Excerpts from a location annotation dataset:
— start —

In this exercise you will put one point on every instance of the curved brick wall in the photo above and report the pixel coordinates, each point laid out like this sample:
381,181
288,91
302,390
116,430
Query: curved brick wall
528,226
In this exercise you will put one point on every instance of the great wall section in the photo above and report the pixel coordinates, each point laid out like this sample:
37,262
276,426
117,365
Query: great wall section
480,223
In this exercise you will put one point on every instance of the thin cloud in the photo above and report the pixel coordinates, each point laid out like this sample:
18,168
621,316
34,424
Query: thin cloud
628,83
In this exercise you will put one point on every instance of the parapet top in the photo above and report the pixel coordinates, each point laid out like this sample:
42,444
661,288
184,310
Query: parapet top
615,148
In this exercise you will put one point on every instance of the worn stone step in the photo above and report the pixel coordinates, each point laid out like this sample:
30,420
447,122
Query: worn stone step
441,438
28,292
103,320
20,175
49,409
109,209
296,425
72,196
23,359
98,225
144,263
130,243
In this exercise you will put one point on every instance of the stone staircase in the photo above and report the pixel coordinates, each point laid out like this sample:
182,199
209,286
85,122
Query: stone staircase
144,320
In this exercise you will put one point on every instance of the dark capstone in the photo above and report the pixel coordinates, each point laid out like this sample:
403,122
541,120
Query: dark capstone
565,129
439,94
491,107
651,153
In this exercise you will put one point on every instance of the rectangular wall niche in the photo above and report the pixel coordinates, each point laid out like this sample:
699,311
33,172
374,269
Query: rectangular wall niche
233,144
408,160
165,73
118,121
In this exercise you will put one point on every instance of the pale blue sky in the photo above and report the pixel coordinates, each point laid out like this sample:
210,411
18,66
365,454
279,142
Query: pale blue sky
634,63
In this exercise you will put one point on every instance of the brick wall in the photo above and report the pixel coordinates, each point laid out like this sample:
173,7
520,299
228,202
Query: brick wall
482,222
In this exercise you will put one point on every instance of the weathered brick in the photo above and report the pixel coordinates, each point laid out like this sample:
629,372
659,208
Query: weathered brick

— end —

EXERCISE DIRECTIONS:
Copy every one of the records above word for word, keeping each line unchanged and in its original order.

FINAL ANSWER:
In this exercise you will put one point on every instance of the curved brick wall in the photo above and report the pixel coordinates, each point laid out like this sample:
381,181
288,91
302,390
116,430
Query: curved brick wall
528,226
In this exercise you will put one point on every instance of the great wall section in the photo above and report the pixel coordinates, each point laid out like this sample:
37,262
276,426
117,365
Query: great wall section
480,223
In this exercise you will put one point on every instance of the thin cloud in the photo above and report the pixel coordinates, each point laid out like this sample:
18,168
621,316
34,424
Query: thin cloud
628,83
In this exercise you will put one point on every instance of the parapet top in the photo above and report the pixel coordinates, each point laid out like this sample:
42,444
661,288
184,310
Query: parapet top
615,148
In this exercise you will put one point on every instance of the worn stone step in the photo above and report the pixel coordinates, each point laid out like this sample:
30,420
447,122
Query: worn stone step
441,438
28,292
103,320
20,175
49,409
109,209
296,425
72,196
23,359
98,225
144,263
130,243
In this exercise you will put one point on every instance of the stone staircase in the photo above and report the pixel coordinates, each point laid out like this sample:
182,199
209,286
85,122
Query: stone staircase
144,320
In this exercise you will put one point on every instance of the dark capstone in the photo above and report the pixel coordinates, each point laid out like this sample:
403,122
541,120
Query: dark capstone
565,129
439,94
491,107
651,153
In this exercise you will put one point on every instance of the rectangular wall niche in the photo above and report the pixel coordinates, each point laid out like this sample:
699,311
33,172
374,269
Query: rectangular wall niche
233,144
408,160
165,73
118,121
In this exercise you will put one point on every instance of the pale blue sky in the photo above and report the pixel coordinates, each point laid out like this sample:
210,411
18,66
365,454
279,142
Query: pale blue sky
634,63
In this exercise you will put one point on every instance of the brick wall in the photo above and report the pixel coordinates, each point laid out like this sample:
173,7
520,299
228,202
Query: brick wall
482,222
In this exercise you will put one point on every instance of the weathered brick in the photo above and report the pixel coordinates, each point laid out like this sample:
629,372
659,208
Query: weathered brick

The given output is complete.